### Given text

3.1 Reduced description

This equation can be obtained directly by noting that in the zero-temperature approximation the two kinetic energy terms in the Hamiltonian (2.5) may be neglected and we are left with $H_{\rm e} = q_{\rm e}\phi (z, p_z, t)$. Because the velocity variables are not present in this reduced Hamiltonian, a reduced electron distribution can be used

(3.3)\begin{equation} h_{\rm e}(z, p_z, t) = \int_0^\infty {\rm d}\mu \int_0^\infty {\rm d}p_{\theta} \,f_{\rm e}(p_{\theta}, z, p_{z{\rm e}}, \mu, t). \end{equation}

The reduced distribution satisfies the reduced kinetic equation $\partial h_{\rm e} / \partial t + [h_{\rm e}, q_{\rm e}\phi ] = 0$. Linearising the reduced kinetic equation and combining it with Poisson's equation yields (3.2).

### Dataset entries
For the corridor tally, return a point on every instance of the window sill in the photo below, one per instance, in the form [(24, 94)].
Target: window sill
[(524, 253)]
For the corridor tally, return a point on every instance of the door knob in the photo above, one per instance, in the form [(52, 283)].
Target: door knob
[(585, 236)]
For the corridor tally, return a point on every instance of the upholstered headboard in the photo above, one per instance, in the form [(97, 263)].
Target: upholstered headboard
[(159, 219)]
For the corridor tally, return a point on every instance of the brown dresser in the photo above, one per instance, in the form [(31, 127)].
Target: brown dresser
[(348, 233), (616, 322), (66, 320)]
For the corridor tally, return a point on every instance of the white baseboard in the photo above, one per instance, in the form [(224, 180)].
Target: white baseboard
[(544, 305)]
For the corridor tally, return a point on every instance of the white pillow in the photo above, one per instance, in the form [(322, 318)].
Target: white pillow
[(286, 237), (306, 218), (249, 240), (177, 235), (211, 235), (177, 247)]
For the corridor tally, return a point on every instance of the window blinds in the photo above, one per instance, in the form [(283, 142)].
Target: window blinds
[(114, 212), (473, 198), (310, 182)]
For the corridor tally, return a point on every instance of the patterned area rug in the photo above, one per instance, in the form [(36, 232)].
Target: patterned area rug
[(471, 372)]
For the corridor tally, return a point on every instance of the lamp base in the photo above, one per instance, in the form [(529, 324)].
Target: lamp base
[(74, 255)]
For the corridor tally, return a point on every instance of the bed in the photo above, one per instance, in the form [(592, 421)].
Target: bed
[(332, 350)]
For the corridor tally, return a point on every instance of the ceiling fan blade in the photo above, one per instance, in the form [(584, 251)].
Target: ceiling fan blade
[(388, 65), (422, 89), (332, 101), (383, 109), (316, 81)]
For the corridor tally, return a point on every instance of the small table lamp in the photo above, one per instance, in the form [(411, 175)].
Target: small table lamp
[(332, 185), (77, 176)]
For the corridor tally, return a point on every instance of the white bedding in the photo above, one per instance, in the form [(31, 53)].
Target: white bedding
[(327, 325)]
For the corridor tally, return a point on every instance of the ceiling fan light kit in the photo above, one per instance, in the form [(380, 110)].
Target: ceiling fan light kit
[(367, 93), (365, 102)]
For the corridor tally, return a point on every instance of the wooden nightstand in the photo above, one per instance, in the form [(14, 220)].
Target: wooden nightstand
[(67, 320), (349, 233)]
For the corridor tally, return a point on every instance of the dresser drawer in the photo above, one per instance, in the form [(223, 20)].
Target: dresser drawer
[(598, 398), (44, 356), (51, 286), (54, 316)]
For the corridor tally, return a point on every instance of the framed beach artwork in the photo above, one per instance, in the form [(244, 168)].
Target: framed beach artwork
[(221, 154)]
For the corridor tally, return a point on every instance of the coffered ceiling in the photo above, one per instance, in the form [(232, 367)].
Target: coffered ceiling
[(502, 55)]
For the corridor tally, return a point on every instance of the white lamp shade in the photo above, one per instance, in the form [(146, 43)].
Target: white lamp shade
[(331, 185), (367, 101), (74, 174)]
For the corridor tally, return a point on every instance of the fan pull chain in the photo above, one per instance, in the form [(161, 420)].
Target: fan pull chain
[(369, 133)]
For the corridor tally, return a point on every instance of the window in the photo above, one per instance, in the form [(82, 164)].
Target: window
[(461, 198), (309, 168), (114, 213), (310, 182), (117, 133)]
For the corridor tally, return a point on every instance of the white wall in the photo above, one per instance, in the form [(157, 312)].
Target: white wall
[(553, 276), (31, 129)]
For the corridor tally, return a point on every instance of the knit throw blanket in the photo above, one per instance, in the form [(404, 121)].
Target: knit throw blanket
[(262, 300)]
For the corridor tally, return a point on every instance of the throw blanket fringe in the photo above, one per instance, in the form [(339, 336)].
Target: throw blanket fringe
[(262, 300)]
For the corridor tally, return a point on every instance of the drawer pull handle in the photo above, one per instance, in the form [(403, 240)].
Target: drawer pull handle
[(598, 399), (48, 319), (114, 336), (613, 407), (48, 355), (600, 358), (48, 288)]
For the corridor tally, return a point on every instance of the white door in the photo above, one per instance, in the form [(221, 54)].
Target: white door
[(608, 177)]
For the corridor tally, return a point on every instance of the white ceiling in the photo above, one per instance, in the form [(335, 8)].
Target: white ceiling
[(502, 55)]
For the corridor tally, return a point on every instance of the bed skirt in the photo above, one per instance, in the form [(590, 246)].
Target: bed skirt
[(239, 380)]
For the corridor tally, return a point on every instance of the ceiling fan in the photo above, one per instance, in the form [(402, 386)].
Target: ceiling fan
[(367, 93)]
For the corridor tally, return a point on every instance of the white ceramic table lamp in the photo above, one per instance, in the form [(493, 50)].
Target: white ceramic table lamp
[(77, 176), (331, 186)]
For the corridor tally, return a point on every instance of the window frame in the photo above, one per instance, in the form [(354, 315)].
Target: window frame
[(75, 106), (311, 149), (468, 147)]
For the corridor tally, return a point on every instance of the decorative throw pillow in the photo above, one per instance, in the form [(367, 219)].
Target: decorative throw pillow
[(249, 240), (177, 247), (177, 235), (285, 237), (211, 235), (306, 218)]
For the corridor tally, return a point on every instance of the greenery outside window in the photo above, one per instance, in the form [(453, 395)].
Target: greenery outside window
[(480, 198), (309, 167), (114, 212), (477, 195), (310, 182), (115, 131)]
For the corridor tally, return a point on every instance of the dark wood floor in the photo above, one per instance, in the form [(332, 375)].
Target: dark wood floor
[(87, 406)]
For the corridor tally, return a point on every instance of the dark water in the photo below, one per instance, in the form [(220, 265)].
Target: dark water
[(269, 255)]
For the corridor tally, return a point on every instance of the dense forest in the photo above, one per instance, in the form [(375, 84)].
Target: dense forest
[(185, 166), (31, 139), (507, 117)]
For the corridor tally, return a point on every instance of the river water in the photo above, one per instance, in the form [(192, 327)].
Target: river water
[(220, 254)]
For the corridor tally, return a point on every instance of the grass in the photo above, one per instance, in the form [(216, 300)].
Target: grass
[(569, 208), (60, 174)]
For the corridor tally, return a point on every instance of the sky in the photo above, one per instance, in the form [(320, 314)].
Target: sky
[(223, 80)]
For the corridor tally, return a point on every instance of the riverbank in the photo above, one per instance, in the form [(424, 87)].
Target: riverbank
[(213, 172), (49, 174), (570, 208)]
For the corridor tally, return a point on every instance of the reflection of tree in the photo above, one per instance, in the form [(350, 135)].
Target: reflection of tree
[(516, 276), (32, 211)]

### Set exercise A
From the reduced-description text, copy the passage from "The reduced distribution" to "equation yields (3.2)." without changes.
### Set exercise B
Answer these questions using the reduced-description text:
(i) In the zero-temperature approximation, which terms in the Hamiltonian (2.5) may be neglected?
(ii) What is absent from the reduced Hamiltonian that allows a reduced electron distribution to be used?
(iii) After linearization, what is the reduced kinetic equation combined with to yield (3.2)?

### Full response A
The reduced distribution satisfies the reduced kinetic equation $\partial h_{\rm e} / \partial t + [h_{\rm e}, q_{\rm e}\phi ] = 0$. Linearising the reduced kinetic equation and combining it with Poisson's equation yields (3.2).

### Full response B
(i) The two kinetic energy terms.
(ii) The velocity variables.
(iii) Poisson's equation.